#### [READING PASSAGE]
[Begin]

Apparently, he was onstage at the first Democratic debate last night, but I can’t remember seeing him. In recent years, I seem to have developed face blindness for thin-lipped, entitled white men, a condition which has made certain fields — like politics, podcasting, and home brewing — nearly impossible to navigate. Also, I couldn’t see anything over Bill de Blasio shouting.
Is this man:
• Someone named Kyle?
• Bryan?
• This shirt?
• A fraternity-chapter adviser?
• A Pulp Fiction poster (taped, not framed)?
• 2020 Democratic presidential candidate Tim Ryan?
• 2020 Democratic presidential candidate Eric Swalwell?
• 2020 Democratic presidential candidate Steve Bullock?
• 2020 Democratic presidential candidate Seth Moulton?
• A clunky guitar rendition of Dave Matthews’s “Ants Marching” played in a college-dorm common room?
• My aunt’s new husband Todd?

[End]

#### [EXTRACTED ENTRIES]

[Begin]

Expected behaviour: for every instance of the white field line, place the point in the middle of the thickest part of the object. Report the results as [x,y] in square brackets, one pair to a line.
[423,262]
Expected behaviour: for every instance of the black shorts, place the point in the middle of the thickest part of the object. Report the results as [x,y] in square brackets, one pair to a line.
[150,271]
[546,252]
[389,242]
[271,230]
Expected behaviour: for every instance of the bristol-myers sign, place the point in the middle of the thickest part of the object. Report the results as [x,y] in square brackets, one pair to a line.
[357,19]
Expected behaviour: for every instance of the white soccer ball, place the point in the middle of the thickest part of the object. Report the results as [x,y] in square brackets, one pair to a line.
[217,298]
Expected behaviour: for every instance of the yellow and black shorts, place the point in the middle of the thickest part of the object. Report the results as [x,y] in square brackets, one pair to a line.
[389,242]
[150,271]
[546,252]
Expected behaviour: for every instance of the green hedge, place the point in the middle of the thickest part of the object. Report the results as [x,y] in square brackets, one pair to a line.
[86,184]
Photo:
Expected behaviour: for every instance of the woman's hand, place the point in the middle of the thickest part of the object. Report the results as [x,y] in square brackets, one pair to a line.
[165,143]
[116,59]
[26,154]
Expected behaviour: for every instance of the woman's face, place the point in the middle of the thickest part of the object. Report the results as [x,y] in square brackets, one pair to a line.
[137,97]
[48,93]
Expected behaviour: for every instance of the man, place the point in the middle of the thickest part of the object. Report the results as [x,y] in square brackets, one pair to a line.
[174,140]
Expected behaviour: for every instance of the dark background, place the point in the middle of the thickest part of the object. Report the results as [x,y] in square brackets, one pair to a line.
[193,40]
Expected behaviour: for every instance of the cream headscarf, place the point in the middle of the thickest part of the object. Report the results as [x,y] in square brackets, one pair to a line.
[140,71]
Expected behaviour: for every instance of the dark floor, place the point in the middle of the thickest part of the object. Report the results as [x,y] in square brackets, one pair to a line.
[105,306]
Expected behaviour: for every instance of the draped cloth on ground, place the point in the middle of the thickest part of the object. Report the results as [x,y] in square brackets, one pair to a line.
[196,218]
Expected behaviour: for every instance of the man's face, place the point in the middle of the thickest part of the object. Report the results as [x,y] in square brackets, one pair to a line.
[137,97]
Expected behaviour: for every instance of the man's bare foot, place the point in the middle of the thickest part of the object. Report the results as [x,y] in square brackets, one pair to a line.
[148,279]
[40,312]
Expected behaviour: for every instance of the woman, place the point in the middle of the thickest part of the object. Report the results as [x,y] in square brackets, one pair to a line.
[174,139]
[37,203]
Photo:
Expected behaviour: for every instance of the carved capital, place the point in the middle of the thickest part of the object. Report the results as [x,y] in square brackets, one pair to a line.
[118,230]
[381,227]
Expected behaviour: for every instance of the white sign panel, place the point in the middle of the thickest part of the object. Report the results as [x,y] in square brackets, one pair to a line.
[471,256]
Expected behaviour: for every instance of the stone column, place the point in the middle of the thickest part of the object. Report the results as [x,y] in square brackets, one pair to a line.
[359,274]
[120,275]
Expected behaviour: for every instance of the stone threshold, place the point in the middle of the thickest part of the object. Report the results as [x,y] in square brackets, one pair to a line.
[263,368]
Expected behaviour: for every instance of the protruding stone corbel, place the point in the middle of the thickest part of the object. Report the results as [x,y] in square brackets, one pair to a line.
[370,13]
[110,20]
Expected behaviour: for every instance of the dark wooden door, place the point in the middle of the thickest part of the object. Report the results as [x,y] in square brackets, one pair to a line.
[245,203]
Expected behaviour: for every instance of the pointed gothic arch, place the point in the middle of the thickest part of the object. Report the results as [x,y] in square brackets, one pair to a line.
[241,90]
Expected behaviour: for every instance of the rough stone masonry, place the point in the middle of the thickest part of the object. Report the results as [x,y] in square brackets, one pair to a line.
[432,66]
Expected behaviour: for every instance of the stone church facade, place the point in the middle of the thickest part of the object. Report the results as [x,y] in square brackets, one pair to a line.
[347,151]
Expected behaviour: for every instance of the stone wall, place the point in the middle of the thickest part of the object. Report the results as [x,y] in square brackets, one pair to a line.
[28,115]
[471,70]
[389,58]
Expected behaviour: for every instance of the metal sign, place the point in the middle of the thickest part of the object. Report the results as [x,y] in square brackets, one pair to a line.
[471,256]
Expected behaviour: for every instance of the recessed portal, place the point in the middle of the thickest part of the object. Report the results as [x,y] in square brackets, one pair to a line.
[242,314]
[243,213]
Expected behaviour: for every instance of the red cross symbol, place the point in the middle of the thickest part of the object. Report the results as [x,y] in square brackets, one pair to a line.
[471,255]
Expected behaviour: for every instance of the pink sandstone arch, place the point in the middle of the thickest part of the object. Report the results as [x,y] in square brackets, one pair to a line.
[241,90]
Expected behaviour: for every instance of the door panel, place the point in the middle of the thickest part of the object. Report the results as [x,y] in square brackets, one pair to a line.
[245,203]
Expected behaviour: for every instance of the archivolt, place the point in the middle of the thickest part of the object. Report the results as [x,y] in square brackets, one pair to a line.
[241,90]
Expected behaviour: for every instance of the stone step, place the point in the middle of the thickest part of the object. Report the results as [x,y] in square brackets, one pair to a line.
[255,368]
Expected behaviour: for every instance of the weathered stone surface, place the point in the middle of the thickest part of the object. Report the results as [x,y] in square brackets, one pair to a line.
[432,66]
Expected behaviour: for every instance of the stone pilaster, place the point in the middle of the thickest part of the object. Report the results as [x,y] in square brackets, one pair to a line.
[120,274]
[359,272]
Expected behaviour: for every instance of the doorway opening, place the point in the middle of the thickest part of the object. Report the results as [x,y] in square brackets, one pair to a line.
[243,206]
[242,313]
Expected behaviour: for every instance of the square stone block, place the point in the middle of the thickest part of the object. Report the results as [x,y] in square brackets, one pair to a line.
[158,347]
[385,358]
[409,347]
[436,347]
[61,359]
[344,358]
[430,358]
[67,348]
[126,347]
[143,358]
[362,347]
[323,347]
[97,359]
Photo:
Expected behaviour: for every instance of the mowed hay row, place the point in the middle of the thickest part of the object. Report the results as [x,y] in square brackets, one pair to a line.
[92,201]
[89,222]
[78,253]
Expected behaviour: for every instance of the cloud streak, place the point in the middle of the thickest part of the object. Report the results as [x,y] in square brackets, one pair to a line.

[End]

#### [GOAL 1]
In the Democratic debate passage, revise everything from "Apparently, he was" down to "college-dorm common room?", swapping "Kyle" for "Chad".
#### [GOAL 2]
Pick up the Democratic debate passage after its final line and keep writing.

#### [FINAL RESULT 1]
Apparently, he was onstage at the first Democratic debate last night, but I can’t remember seeing him. In recent years, I seem to have developed face blindness for thin-lipped, entitled white men, a condition which has made certain fields — like politics, podcasting, and home brewing — nearly impossible to navigate. Also, I couldn’t see anything over Bill de Blasio shouting.
Is this man:
• Someone named Chad?
• Bryan?
• This shirt?
• A fraternity-chapter adviser?
• A Pulp Fiction poster (taped, not framed)?
• 2020 Democratic presidential candidate Tim Ryan?
• 2020 Democratic presidential candidate Eric Swalwell?
• 2020 Democratic presidential candidate Steve Bullock?
• 2020 Democratic presidential candidate Seth Moulton?
• A clunky guitar rendition of Dave Matthews’s “Ants Marching” played in a college-dorm common room?

#### [FINAL RESULT 2]
• A middle-school gym teacher telling kids not to laugh while he plays the VHS about human reproduction in health class?
• A youth pastor sitting backwards on a chair to tell kids about his “homie” Jesus Christ?
• A guy wearing Oakleys and vigorously chewing gum while gassing up his Honda CRV?
• A guy playing Mario Kart in his new, unfurnished condo following his recent divorce?
• The phrase, “Don’t get me wrong, the whole #MeToo thing was great, but …”
• A well-worn DVD of The Hangover?
• A pair of Gap khakis?
• A pair of “Kiss Me, I’m Irish” boxers?
• A Saturday afternoon with the boys?
• All the above?
Please let me know.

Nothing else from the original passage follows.